** Problem to solve **
Starting at the line that contains "Could you mark the region of every instance of the navy" and ending after the line that contains "Now the navy", rewrite those entries with "pajama pants" changed to "lounge pants" and nothing else altered.

(Stored dataset entries)
- - -
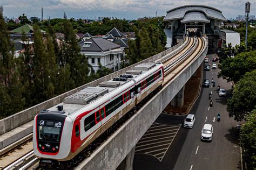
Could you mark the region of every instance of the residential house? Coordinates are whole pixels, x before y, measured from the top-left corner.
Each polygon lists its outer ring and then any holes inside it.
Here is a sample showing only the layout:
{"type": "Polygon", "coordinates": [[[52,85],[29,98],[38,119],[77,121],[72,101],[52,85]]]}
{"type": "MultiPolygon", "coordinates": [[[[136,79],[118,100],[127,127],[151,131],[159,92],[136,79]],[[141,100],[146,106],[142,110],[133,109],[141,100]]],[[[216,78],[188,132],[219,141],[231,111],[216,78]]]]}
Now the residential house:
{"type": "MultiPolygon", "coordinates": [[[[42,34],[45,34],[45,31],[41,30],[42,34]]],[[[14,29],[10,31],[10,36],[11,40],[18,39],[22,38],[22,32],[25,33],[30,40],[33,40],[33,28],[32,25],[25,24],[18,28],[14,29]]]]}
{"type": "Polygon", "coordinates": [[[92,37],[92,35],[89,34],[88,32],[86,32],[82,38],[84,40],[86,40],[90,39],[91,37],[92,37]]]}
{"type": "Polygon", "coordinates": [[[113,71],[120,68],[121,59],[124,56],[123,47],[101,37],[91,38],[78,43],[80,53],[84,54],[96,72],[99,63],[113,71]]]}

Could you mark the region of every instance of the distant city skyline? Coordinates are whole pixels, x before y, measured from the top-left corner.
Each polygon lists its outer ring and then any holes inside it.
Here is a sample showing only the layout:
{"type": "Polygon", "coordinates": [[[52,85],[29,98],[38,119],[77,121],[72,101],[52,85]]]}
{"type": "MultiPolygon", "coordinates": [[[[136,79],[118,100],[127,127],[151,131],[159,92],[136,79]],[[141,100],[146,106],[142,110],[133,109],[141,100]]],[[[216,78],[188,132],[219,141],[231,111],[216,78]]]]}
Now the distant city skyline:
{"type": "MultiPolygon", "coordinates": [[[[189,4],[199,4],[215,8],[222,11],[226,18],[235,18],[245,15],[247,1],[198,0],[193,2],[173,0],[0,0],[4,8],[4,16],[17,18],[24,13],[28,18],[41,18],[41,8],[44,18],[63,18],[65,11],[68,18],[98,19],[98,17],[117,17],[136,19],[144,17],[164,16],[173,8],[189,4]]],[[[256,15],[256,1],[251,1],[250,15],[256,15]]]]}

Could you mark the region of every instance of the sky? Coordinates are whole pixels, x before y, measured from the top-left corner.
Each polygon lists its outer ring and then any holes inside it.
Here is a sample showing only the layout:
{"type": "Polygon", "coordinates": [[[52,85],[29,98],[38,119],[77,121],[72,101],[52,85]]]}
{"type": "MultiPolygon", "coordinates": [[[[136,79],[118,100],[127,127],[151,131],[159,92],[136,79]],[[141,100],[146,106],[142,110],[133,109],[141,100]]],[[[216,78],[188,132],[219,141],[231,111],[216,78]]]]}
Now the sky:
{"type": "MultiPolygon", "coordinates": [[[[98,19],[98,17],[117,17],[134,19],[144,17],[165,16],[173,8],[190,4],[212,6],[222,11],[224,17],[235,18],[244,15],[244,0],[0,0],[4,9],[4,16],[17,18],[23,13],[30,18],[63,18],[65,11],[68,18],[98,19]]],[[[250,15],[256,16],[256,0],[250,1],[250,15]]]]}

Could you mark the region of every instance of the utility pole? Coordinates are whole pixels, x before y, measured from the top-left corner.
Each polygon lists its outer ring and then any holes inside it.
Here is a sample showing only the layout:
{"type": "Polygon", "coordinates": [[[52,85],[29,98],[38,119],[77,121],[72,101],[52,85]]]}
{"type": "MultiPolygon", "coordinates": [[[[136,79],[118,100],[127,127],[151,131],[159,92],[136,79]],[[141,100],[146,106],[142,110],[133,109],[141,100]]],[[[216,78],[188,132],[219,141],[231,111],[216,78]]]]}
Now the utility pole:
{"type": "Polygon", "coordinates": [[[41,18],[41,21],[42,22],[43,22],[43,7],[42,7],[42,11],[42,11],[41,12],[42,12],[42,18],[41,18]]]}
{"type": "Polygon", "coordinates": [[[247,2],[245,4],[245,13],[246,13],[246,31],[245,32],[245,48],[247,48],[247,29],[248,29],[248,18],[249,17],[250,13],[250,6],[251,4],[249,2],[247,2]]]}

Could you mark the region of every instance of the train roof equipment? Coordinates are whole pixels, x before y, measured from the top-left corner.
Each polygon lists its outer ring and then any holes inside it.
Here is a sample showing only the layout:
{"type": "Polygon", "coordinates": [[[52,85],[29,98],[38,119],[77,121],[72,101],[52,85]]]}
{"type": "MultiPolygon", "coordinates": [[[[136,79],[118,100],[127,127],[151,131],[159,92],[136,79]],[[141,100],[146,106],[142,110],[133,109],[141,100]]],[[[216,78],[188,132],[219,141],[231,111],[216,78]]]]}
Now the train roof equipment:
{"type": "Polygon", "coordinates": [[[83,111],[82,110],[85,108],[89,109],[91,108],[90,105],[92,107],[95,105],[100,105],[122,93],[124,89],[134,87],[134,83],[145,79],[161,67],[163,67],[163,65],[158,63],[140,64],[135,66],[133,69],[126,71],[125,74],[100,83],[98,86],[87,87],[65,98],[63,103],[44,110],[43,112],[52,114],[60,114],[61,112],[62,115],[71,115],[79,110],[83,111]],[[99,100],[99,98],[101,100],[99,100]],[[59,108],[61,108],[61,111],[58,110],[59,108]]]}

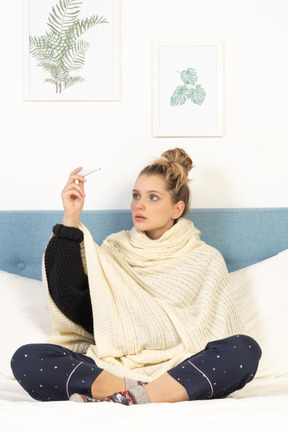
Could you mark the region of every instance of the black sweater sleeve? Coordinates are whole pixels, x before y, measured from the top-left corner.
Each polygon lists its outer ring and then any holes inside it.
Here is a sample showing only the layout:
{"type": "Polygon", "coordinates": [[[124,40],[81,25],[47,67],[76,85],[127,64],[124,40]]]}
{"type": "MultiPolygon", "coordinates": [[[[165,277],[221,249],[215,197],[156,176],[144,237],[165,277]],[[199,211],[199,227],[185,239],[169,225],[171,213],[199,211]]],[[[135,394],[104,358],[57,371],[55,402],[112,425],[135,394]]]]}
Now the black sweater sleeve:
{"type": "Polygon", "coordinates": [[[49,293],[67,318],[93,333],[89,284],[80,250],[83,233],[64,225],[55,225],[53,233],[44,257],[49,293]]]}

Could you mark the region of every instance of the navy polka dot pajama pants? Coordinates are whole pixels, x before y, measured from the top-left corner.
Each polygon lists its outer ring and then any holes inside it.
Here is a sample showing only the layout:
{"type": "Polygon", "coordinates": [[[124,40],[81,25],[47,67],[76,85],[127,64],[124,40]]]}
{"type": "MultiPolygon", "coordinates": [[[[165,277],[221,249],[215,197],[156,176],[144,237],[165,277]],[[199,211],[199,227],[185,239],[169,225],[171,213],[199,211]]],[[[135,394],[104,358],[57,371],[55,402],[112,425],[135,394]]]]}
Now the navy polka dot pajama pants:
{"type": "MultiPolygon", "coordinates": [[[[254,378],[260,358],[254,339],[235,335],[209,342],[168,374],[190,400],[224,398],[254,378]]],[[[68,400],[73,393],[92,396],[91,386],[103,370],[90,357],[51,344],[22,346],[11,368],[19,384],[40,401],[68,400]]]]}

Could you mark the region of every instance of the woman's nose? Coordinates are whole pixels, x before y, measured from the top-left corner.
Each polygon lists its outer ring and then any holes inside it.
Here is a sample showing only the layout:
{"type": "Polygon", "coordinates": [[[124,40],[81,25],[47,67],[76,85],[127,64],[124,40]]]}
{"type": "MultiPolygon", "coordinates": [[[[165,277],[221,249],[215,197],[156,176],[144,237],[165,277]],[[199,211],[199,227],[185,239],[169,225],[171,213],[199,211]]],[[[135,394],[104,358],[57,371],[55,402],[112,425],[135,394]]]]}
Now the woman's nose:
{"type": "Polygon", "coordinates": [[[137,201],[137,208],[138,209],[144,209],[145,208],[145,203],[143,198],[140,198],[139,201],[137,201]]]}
- - -
** Problem solution **
Could you mark the region of every instance of the navy polka dot lounge pants? Coordinates are whole pixels, x before y, measured from the top-left corner.
Each polygon lists its outer ring and then any holes inside it.
Here is a sample showing only the layout:
{"type": "Polygon", "coordinates": [[[124,40],[81,25],[47,67],[76,85],[127,64],[124,40]]]}
{"type": "MultiPolygon", "coordinates": [[[[165,277],[221,249],[215,197],[156,176],[144,237],[165,277]],[[199,211],[199,227],[185,239],[169,225],[171,213],[199,211]]],[[[135,394],[104,358],[57,371],[55,402],[112,425],[135,394]]]]}
Now the navy polka dot lounge pants:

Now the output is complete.